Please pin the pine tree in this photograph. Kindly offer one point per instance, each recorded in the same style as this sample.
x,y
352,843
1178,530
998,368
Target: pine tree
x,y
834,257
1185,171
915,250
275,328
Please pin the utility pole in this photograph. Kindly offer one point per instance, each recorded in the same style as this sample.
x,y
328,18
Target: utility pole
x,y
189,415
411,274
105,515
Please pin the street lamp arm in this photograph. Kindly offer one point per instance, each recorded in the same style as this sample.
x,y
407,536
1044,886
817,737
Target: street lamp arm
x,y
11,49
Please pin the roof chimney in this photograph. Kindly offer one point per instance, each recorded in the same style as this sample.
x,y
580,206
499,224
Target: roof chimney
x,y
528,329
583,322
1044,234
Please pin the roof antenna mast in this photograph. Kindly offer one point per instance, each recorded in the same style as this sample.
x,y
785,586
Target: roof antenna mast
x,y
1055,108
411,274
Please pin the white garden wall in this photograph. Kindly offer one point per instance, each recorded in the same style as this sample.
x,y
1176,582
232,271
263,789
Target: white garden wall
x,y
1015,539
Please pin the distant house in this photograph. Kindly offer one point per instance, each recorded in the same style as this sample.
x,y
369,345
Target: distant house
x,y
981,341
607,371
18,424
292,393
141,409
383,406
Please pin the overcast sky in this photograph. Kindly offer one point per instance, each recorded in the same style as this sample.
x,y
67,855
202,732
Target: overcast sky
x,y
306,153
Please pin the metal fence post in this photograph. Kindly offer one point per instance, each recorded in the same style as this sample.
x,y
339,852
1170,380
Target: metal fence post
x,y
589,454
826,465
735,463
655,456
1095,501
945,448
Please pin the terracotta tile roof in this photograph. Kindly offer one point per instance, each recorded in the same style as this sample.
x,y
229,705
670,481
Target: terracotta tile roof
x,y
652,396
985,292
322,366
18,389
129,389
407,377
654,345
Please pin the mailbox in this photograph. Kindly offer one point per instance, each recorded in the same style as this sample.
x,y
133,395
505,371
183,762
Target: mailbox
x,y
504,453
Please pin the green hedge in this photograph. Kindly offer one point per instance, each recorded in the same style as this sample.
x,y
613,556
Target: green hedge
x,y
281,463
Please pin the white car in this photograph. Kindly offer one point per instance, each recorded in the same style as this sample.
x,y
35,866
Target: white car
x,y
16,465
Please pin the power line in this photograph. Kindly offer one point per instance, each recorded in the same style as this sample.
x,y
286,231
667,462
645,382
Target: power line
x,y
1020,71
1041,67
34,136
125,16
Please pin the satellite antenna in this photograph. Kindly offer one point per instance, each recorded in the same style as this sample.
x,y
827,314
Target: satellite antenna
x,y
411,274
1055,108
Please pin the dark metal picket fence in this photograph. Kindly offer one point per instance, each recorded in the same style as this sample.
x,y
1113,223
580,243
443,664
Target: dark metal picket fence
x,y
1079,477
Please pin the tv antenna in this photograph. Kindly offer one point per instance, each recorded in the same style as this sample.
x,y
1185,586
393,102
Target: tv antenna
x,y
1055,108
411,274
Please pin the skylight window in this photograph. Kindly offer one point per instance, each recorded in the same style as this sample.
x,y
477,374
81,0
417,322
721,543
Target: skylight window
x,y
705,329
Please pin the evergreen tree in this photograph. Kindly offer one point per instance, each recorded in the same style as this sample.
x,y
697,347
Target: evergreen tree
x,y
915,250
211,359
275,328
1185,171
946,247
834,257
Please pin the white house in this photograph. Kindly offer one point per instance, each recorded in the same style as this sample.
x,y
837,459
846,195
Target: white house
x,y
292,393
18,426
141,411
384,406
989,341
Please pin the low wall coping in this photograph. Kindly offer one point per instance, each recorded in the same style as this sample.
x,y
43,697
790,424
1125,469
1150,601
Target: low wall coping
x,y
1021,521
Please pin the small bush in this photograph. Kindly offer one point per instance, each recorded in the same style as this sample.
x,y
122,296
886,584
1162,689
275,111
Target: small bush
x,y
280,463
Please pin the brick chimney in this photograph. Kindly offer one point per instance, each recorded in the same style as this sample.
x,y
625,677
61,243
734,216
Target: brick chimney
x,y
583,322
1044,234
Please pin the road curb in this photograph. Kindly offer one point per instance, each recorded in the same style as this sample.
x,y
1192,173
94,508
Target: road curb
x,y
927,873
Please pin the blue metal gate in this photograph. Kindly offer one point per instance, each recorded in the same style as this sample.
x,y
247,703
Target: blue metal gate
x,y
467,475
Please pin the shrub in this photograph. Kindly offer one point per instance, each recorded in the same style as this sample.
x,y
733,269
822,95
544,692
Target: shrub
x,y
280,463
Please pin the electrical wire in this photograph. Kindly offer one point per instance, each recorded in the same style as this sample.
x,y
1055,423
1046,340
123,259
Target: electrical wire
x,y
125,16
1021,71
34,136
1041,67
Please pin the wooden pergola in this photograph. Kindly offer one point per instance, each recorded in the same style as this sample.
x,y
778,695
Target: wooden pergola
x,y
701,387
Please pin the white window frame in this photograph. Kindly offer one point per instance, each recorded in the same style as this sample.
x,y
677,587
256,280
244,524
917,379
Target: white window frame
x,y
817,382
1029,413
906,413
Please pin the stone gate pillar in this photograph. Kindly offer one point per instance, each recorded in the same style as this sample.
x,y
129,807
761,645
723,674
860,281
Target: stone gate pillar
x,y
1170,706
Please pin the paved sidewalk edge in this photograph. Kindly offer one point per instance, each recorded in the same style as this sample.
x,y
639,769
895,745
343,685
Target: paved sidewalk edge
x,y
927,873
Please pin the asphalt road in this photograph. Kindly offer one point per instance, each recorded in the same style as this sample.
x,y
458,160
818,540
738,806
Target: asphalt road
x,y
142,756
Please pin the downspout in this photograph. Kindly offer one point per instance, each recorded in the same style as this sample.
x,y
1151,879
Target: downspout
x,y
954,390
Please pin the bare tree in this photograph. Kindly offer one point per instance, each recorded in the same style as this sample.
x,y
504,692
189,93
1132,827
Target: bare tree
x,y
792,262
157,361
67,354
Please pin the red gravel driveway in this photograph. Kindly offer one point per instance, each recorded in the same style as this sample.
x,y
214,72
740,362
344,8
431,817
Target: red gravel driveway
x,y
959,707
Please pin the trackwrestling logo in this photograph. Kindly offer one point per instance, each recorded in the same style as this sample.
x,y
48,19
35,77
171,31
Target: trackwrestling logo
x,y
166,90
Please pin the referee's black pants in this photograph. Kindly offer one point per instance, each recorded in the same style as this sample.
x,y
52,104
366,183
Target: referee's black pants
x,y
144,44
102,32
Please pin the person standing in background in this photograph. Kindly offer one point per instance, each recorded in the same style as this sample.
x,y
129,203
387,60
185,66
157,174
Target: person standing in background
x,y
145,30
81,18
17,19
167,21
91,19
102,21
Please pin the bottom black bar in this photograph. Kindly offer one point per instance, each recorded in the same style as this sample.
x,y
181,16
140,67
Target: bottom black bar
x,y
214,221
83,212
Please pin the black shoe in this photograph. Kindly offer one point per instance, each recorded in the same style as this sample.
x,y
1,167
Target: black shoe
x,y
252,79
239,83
☆ ☆ ☆ ☆ ☆
** What this task involves **
For this exercise, repeat each line of the listing exactly.

** Exercise response **
Please pin the pine tree in this photograph. Kindly offer one point per instance, each recorded in the same style as this sample.
x,y
352,843
1178,530
998,368
Target: pine tree
x,y
834,257
1185,171
915,250
275,328
Please pin the utility pole in this photograph. Kindly offer one point per instance, each recorded in the same style as this sample.
x,y
328,18
Target: utility pole
x,y
189,415
411,274
105,515
Please pin the street lamp arm in this photograph. Kindly offer one point per instance, each recorded in the same style as this sample.
x,y
407,536
1044,886
817,737
Target: street lamp arm
x,y
11,49
Please pin the roof chimney in this photograph. Kindly offer one point per instance, each recorded in the same style as this sample.
x,y
580,206
499,224
Target: roof chimney
x,y
528,329
583,322
1044,234
Please pin the roof antenna mast in this photograph. Kindly offer one point per instance, each recorded in the same style as this sample.
x,y
785,586
Target: roof antenna mast
x,y
1055,108
411,274
Please pin the white garden wall in this photograph. Kindly offer one point per instance, each recorded in the same style as this sample.
x,y
1176,582
232,271
263,789
Target: white garden wall
x,y
1015,539
Please pin the distant house in this photograph. Kindly offer one point per instance, each recorded in the same style as this sample.
x,y
369,345
Target: distant house
x,y
981,341
607,371
18,424
292,393
141,409
383,406
Please pin the overcast sky in this photograph. Kindly offer one point per instance, each recorded in the same style as this sample.
x,y
67,855
202,732
Target: overcast sky
x,y
306,153
Please pin the metal fence post in this photograph. Kindly offer one point per instance, each recorded in the same style as this sample.
x,y
339,852
1170,380
Target: metal fence post
x,y
589,454
826,465
735,463
655,456
1095,501
945,448
Please pin the terracotta tile roof in this photograph. Kindly offer one point per instance, each recorded in the same style as this sample.
x,y
229,705
670,481
Target: terracotta tile roof
x,y
652,396
985,292
322,366
18,389
129,389
407,377
654,345
Please pin the mailbox in this photograph. Kindly offer one point per instance, each recorded in the same style as this sample.
x,y
133,395
505,371
183,762
Target: mailbox
x,y
504,453
Please pin the green hedge in this photograph. Kindly offer one point per instance, each recorded in the same style as this sample.
x,y
613,556
Target: green hedge
x,y
281,463
Please pin the white car in this photograph. Kindly offer one point per instance, each recorded in the same style as this sample.
x,y
35,866
Target: white car
x,y
16,465
Please pin the power line in this photograph. Kindly offer one point per instance, each recorded in the same style as this sample.
x,y
286,231
667,462
645,382
Target: power line
x,y
1020,71
1041,67
34,136
125,16
Please pin the satellite antenna in this photograph. Kindly offer one point per instance, each recorded in the same style as this sample.
x,y
827,314
Target: satellite antenna
x,y
411,274
1055,108
Please pin the dark metal picket fence in this photograph. Kindly offer one point per instance, each recorded in the same style as this sample.
x,y
1113,223
580,243
443,664
Target: dark metal picket fence
x,y
1079,477
Please pin the tv antenna in this photograph. Kindly offer one point per instance, each recorded in the same style as this sample.
x,y
1185,586
393,102
Target: tv antenna
x,y
1055,108
411,274
Please pin the skylight window in this photograph. Kindly offer one point per instance, each recorded in the same style as this sample.
x,y
477,374
81,0
417,322
721,543
Target: skylight window
x,y
705,329
Please pin the evergreen tree in this photograph. Kindly offer one point per instance, each recorded in the same style as this sample.
x,y
697,347
Target: evergreen tree
x,y
915,250
211,359
275,328
1185,171
946,247
834,257
Please pin the white house in this photograph. Kindly offer one point per instance, each recorded in the same style as this sample.
x,y
837,459
846,195
Target: white house
x,y
292,393
18,426
141,411
384,406
989,341
Please pin the low wall coping in this photograph. Kindly offer one point per instance, each recorded in the same style as this sample.
x,y
43,697
790,424
1125,469
1150,601
Target: low wall coping
x,y
1021,521
Please pin the small bush in this photograph. Kindly offer one point per instance, each recorded in the same style as this sample.
x,y
122,296
886,584
1162,689
275,111
Target: small bush
x,y
280,463
Please pin the brick chimney in this photograph. Kindly offer one point per instance, each recorded in the same style as this sample.
x,y
625,677
61,243
734,216
Target: brick chimney
x,y
583,322
1044,234
Please pin the road curb in this photograph. Kindly offer one point per instance, each recorded in the same style as this sample.
x,y
1192,173
94,508
Target: road curb
x,y
927,873
Please pin the blue metal gate in this photograph. Kindly offer one point per instance, each recorded in the same style as this sample.
x,y
247,703
Target: blue metal gate
x,y
467,475
Please pin the shrub in this photograph. Kindly offer one point per instance, each recorded in the same style as this sample.
x,y
733,269
822,95
544,692
Target: shrub
x,y
280,463
Please pin the electrical wire in this photograph. Kindly offer one point per instance, each recorded in the same style as this sample.
x,y
1055,423
1046,340
123,259
Target: electrical wire
x,y
125,16
1021,71
34,136
1041,67
Please pin the wooden pergola in this photograph. Kindly offer one point per instance, each recorded in the same style as this sample.
x,y
778,695
Target: wooden pergola
x,y
701,387
Please pin the white window frame in this photograph. Kindly offer one point per instance, each recorded in the same style as this sample.
x,y
677,587
256,280
244,524
917,379
Target: white window frame
x,y
817,382
1029,413
906,413
Please pin the stone gate pillar in this photograph. Kindly offer one point per instance, each recorded in the same style as this sample.
x,y
129,807
761,645
723,674
860,281
Target: stone gate pillar
x,y
1170,706
Please pin the paved sidewalk edge in this photograph. Kindly offer one point per instance, each recorded in the same style as this sample.
x,y
639,769
895,745
343,685
Target: paved sidewalk edge
x,y
927,873
Please pin the asphalt road in this photograph. Kindly offer one point per instance, each recorded in the same style as this sample.
x,y
458,160
818,540
738,806
Target: asphalt road
x,y
142,756
Please pin the downspout in this photograph. Kindly offer one point per instance, each recorded in the same style as this sample.
x,y
1151,879
Target: downspout
x,y
954,390
Please pin the bare tree in this photograph. Kindly offer one point per instance, each recorded in the same style as this sample.
x,y
504,692
189,93
1132,827
Target: bare tree
x,y
792,262
157,361
67,354
Please pin the red gravel driveway in this photograph. Kindly offer one point per instance, each recorded in the same style as this sample.
x,y
214,72
740,362
344,8
431,817
Target: red gravel driveway
x,y
959,707
Please pin the trackwrestling logo in this photograph. Kindly offer one point per instance, each recorded in the same style as this sample.
x,y
48,19
35,77
171,31
Target: trackwrestling logo
x,y
166,90
Please pin the referee's black pants in this photograph. Kindly offer one point per instance, each recorded in the same style as this sample.
x,y
52,104
366,183
Target: referee's black pants
x,y
144,44
102,32
Please pin the person standing in background in this photograph. Kindly offer one point per instance, each recorded in the same style as this sample.
x,y
129,203
387,60
185,66
157,174
Target: person standing in background
x,y
145,30
81,18
17,19
167,21
91,19
102,21
Please pin the bottom black bar in this photograph. Kindly offer one point per instance, each recorded in the same style as this sample.
x,y
181,16
140,67
Target: bottom black bar
x,y
214,221
83,212
Please pin the black shoe in this photograph. Kindly offer one point per instance, each recorded in the same style as this sample.
x,y
1,167
Target: black shoe
x,y
252,79
239,83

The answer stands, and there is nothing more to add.